● **Written problem**
Please copy every entry below word for word, keeping each line as it appears and in the same order.

● ● ● ●

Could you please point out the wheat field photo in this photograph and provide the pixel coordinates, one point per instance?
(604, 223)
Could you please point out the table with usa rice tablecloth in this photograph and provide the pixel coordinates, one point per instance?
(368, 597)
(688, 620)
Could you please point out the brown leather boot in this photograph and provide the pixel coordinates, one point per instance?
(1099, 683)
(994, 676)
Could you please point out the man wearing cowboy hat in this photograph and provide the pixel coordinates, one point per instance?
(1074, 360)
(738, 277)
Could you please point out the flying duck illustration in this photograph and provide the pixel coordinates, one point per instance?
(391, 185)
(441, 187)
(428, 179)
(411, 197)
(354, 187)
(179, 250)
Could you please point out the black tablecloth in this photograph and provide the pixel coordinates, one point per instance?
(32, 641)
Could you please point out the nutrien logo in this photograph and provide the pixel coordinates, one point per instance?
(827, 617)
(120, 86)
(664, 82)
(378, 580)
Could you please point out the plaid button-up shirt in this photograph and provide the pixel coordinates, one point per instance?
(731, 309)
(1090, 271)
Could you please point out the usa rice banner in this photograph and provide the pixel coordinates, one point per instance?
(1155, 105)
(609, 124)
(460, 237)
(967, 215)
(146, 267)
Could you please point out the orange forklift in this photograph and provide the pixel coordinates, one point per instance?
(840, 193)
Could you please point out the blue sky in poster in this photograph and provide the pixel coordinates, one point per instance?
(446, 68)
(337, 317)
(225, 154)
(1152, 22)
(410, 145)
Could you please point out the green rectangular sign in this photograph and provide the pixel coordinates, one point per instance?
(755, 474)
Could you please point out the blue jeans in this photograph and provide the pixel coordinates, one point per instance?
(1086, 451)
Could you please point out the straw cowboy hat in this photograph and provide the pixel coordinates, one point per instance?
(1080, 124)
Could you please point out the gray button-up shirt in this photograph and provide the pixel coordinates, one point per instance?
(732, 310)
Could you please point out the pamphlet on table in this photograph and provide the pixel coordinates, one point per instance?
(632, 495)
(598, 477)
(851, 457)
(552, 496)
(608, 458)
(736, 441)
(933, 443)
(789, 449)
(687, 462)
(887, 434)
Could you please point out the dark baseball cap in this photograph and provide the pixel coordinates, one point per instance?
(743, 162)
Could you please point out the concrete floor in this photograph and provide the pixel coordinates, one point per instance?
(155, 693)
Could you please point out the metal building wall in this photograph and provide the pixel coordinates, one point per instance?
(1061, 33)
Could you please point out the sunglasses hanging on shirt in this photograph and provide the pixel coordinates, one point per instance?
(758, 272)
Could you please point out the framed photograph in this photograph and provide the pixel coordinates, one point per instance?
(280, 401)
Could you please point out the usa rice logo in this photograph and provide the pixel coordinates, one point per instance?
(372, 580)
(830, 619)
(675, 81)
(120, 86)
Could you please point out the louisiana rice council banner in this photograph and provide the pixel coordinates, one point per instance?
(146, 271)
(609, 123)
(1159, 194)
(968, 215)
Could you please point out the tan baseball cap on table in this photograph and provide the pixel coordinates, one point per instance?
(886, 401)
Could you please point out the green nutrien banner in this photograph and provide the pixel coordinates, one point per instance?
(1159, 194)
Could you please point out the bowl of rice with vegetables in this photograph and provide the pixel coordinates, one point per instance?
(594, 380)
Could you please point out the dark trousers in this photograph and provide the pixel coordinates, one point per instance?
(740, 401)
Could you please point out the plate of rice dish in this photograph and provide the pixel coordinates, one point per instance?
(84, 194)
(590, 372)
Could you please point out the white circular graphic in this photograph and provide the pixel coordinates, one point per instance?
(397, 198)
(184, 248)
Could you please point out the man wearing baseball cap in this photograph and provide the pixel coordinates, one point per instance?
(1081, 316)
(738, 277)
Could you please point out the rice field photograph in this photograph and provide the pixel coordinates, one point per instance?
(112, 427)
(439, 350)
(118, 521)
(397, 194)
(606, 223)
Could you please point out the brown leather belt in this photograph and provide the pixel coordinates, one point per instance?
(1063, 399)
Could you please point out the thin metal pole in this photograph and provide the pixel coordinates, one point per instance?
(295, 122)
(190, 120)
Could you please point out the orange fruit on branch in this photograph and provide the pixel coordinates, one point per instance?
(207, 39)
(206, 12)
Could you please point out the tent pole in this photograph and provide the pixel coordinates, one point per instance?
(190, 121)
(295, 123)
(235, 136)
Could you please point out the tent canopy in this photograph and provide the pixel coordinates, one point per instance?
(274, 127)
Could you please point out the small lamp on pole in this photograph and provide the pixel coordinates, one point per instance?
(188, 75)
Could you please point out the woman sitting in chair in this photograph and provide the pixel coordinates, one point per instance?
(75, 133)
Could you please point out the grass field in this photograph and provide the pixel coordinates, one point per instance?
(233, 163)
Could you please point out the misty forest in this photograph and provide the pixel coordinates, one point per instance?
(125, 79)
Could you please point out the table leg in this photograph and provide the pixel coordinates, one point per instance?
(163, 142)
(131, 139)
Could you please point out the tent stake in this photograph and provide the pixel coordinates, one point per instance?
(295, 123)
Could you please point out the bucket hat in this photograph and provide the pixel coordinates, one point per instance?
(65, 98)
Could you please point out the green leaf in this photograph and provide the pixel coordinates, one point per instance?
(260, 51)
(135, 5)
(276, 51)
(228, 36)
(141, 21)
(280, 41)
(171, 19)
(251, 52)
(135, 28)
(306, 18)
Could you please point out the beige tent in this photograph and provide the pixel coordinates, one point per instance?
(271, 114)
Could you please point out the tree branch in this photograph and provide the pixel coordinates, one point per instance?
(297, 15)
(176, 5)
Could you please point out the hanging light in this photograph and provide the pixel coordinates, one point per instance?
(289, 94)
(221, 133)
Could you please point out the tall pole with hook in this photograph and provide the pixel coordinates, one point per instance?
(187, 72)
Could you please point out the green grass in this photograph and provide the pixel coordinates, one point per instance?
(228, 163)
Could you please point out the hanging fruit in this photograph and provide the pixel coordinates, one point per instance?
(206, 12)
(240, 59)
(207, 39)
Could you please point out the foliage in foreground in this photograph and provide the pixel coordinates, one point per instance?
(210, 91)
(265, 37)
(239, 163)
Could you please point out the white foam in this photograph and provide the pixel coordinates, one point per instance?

● ● ● ●

● **Full response**
Could you please point out the wheat field photo in this photograph and provide the pixel coordinates, one point per instance?
(604, 223)
Could you please point out the table with usa rice tablecloth in this photograph and provide the pixel coordinates, one point per instance?
(368, 597)
(688, 620)
Could you please point out the brown leather boot in this photograph and provide the pixel coordinates, one point per instance?
(1099, 683)
(994, 676)
Could you please point out the man wearing cowboy hat in this photograph and provide the pixel coordinates, one point per instance?
(1074, 360)
(738, 277)
Could you please point out the flying duck illustration in this photograph and provide the pixel coordinates, one point per instance?
(391, 185)
(441, 187)
(428, 179)
(411, 197)
(354, 187)
(179, 250)
Could you please point out the black tablecloth in this photograph and provide the pixel coordinates, one point per instance?
(32, 641)
Could you please point out the nutrien logo in this photograph and provide the pixel coordinates, one point per instance?
(827, 617)
(120, 86)
(664, 82)
(378, 580)
Could you please point out the plaid button-up shirt in this photograph and provide the pixel coordinates, one point per instance?
(731, 309)
(1090, 271)
Could you please point out the usa rice banner in this photograph and provide the pixel coordinates, one point per instance?
(1155, 105)
(609, 124)
(460, 237)
(967, 215)
(146, 267)
Could you please point out the orange forklift in this photograph and provide the pixel coordinates, one point per instance?
(840, 193)
Could you please point out the blue sky in poster in this photograph and provide the pixel coordinates, one point per instance?
(446, 68)
(337, 317)
(225, 154)
(1152, 22)
(410, 145)
Could you please point out the green rectangular sign in this photograph and provide the pixel coordinates, one point per instance?
(755, 474)
Could you please point out the blue jeans in this photograph and provide the pixel coordinates, one point per instance?
(1086, 451)
Could you please point out the straw cowboy hat in this photograph and provide the pixel coordinates, one point per instance?
(1080, 124)
Could you please point out the gray button-up shirt in this photograph and provide the pixel coordinates, one point per instance?
(732, 310)
Could you please point out the pamphlet on table in this photograph and provide the pixel coordinates, one point per instance?
(632, 495)
(598, 477)
(851, 457)
(552, 496)
(608, 458)
(736, 441)
(933, 443)
(789, 449)
(687, 462)
(887, 434)
Could you please point out the dark baseball cap in this photograph and provide the pixel coordinates, one point per instance?
(743, 162)
Could you please point out the concrete floor in this photograph and provide the pixel coordinates, one point per instance?
(155, 693)
Could you please point out the metal building wall in this photograph and provide the pixel coordinates, one point per instance?
(1061, 33)
Could you please point out the sunglasses hanging on shirt in this photograph and provide the pixel coordinates, one point per instance?
(758, 272)
Could you please point out the framed photograph in this photograph and provide the pixel coordinates, one point per instance?
(280, 401)
Could you please point out the usa rice logo in this photograph and provide the pixel coordinates, one point per instance?
(372, 580)
(830, 619)
(675, 81)
(120, 86)
Could you please point out the louisiana rice council banner in this photograph and provide the pixel coordinates, one point per instance?
(146, 271)
(609, 123)
(1159, 194)
(968, 215)
Could you please point out the tan baseball cap on table in this photograph and provide the pixel coordinates, one point per instance?
(886, 401)
Could you please point out the green nutrien banner in this photograph and provide the pixel coordinates, one point per instance?
(1159, 194)
Could you please point out the bowl of rice with vegetables in this photograph and provide the pixel coordinates, one point per instance?
(594, 380)
Could you please point out the dark trousers in this photograph and provide the pixel coordinates, one point per instance?
(740, 401)
Could you please point out the plate of rice dish in this photograph and provide the pixel coordinates, one point per instance?
(84, 194)
(590, 372)
Could you please point out the white circular graphic in this photograph and provide the pixel coordinates, one point per instance?
(397, 198)
(184, 248)
Could you please point out the man wearing baseball cap in this photograph and provide the pixel coordinates, one point per instance?
(1081, 316)
(738, 277)
Could you please point out the rice field photograph in this photograph and provide the pixel coordinates, one point per instance?
(112, 427)
(439, 350)
(118, 521)
(397, 194)
(606, 223)
Could you please point out the brown leather belt in this photograph and provide the pixel coordinates, one point per instance?
(1063, 399)
Could you please point out the thin metal pole in this photograph and provide the pixel coordinates, one point per instance?
(295, 122)
(190, 120)
Could you please point out the orange fruit on branch in this photograph and provide the pixel coordinates, one point per instance?
(207, 39)
(206, 12)
Could you please point out the tent pole in this photograph and provide the pixel coordinates, one point per instance?
(190, 121)
(295, 123)
(235, 136)
Could you please point out the tent canopy in this photograph and provide the pixel coordinates, one point per instance?
(274, 127)
Could you please point out the small lamp on pole in this photograph and provide the pixel coordinates, one point per instance?
(188, 75)
Could you please point out the woman sitting in chair in this photograph and provide the pixel coordinates, one point per instance?
(75, 133)
Could you please point out the grass field in this photograph and provide the pixel coordinates, one point per instance?
(233, 163)
Could you please point out the misty forest in this photograph and provide the pixel coordinates, one point per instance?
(125, 79)
Could you please point out the table leg in this photograph and provide the pixel coordinates, one point per instance?
(163, 142)
(131, 139)
Could you please point out the tent stake in this photograph and provide the pixel coordinates, one point per instance?
(295, 123)
Could you please point out the bucket hat in this photograph and provide the pixel coordinates, one point per instance?
(65, 98)
Could you please point out the green leaf in this photograph and provide the pixel coordinates, one point per instance?
(260, 51)
(135, 5)
(276, 51)
(228, 36)
(141, 21)
(280, 41)
(171, 19)
(251, 52)
(135, 28)
(306, 18)
Could you please point out the beige tent in this photograph and provide the pixel coordinates, one point per instance?
(271, 114)
Could you please point out the tree branch in this photograph and provide the pixel coordinates, one point per instance?
(297, 15)
(176, 5)
Could you please point out the hanging light in this photograph and provide the pixel coordinates, one point per instance?
(289, 94)
(221, 133)
Could you please point out the tall pole with hook in this photograph and provide the pixel coordinates, one point per instance?
(187, 72)
Could you please point out the green grass in this photograph and provide the pixel coordinates, one point per instance?
(228, 163)
Could you please point out the hanging fruit in this photograph and provide the pixel coordinates, one point per instance?
(206, 12)
(240, 59)
(207, 39)
Could you please point out the foliage in foreground in this photograph and provide the pixel coordinates, one point per instance?
(210, 91)
(265, 37)
(239, 163)
Could you please point out the white foam in this photograph and provide the pixel coordinates, one point per instance?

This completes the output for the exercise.